■ TRECHO DO DOCUMENTO:
No fim da tarde do último dia 7 de abril, o mestre Tadeu pegou o surdo e, como de costume, pôs uma multidão para cantar sambas consagrados da Vai-Vai, escola do Carnaval de São Paulo. Seria mais um dia comum na vida do baluarte, não fosse o local inusitado: o velório do cemitério do Araçá. Era uma homenagem à Cleuzi Penteado, que havia morrido na véspera, aos 85 anos.
Tia Cleuzi foi a matriarca de uma geração de sambistas da escola 15 vezes campeã do Carnaval paulistano. Durante 54 anos, ela comandou o Vai-Vai do amanhã, a ala infantil da agremiação do Bexiga.
Segundo o irmão Fernando Penteado, 75, Cleuzi começou a desfilar pela Vai-Vai aos cinco anos de idade. E pode ter nascido aí sua relação com as crianças. O Vai-Vai do amanhã, lembra ele, que atualmente está à frente da direção cultural da escola, nasceu em 1968, quando reis, rainhas e princesas desfilavam pela corte mirim do ainda cordão.

■ AÇÃO NECESSÁRIA: Devolva, sem nenhuma alteração, o trecho do texto sobre a Tia Cleuzi que vai de "Tia Cleuzi foi" até "do ainda cordão.", inclusive.

Itens armazenados:
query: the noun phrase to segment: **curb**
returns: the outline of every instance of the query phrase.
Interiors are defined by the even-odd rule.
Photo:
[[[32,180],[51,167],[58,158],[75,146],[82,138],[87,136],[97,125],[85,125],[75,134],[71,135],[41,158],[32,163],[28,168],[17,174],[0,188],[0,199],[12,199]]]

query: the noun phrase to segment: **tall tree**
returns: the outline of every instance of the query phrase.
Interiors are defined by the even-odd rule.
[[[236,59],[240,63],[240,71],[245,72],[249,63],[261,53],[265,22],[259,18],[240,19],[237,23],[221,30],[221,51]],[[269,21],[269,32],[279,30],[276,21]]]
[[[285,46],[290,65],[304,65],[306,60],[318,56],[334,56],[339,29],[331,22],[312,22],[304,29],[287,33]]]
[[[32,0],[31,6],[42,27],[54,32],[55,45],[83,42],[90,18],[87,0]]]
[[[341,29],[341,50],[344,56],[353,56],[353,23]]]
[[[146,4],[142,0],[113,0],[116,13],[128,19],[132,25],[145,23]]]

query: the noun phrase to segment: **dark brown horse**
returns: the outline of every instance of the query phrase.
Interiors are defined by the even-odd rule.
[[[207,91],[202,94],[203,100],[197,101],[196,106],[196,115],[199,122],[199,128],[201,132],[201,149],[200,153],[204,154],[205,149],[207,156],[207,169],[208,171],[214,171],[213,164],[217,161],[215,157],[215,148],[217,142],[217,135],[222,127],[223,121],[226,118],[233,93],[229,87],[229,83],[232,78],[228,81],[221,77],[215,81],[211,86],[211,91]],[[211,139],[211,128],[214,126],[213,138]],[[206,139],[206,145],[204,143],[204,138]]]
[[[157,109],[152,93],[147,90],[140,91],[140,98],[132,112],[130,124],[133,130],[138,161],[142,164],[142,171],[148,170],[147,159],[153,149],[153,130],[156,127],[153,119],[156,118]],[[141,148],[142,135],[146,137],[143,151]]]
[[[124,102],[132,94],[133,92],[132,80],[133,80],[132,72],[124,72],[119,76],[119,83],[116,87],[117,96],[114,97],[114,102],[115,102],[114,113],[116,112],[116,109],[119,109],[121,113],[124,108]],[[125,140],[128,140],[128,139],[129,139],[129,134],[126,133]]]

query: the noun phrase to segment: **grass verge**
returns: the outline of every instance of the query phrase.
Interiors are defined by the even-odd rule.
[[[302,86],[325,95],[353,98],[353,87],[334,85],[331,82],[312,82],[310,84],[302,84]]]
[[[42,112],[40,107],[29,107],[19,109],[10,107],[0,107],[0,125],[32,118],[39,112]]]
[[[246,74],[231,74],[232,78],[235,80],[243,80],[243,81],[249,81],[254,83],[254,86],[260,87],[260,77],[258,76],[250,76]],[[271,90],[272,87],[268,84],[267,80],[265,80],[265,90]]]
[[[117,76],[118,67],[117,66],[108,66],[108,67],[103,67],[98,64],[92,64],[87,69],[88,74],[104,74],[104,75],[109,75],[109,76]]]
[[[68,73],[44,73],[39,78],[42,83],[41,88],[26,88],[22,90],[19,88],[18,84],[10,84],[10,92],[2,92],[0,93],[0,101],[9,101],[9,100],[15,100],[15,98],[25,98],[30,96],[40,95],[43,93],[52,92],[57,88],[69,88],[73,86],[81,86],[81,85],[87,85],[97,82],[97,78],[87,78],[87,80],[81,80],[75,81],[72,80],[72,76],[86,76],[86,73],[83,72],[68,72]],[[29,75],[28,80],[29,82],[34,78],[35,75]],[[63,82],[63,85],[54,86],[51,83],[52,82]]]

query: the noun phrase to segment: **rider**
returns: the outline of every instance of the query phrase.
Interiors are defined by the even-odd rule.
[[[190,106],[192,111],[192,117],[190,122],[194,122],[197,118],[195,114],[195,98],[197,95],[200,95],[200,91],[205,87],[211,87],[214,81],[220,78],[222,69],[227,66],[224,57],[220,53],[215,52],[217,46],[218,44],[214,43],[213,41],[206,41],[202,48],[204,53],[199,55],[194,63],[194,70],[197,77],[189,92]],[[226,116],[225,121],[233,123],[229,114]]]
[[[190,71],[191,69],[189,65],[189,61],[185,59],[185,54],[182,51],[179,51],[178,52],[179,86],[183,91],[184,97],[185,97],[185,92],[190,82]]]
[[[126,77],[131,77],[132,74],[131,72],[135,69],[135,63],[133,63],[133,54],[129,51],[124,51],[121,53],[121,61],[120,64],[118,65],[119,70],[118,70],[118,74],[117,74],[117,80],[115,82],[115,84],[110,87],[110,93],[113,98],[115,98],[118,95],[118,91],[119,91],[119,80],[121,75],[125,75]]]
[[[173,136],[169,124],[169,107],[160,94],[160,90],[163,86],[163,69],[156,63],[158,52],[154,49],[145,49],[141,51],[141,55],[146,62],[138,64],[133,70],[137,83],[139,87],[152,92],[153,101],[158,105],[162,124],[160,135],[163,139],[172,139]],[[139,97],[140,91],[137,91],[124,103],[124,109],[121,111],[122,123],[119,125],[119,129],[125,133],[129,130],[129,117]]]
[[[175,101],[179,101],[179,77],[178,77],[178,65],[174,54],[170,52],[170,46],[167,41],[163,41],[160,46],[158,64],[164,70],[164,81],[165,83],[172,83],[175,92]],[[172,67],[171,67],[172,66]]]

■ ÁREA DE RESPOSTA:
Tia Cleuzi foi a matriarca de uma geração de sambistas da escola 15 vezes campeã do Carnaval paulistano. Durante 54 anos, ela comandou o Vai-Vai do amanhã, a ala infantil da agremiação do Bexiga.
Segundo o irmão Fernando Penteado, 75, Cleuzi começou a desfilar pela Vai-Vai aos cinco anos de idade. E pode ter nascido aí sua relação com as crianças. O Vai-Vai do amanhã, lembra ele, que atualmente está à frente da direção cultural da escola, nasceu em 1968, quando reis, rainhas e princesas desfilavam pela corte mirim do ainda cordão.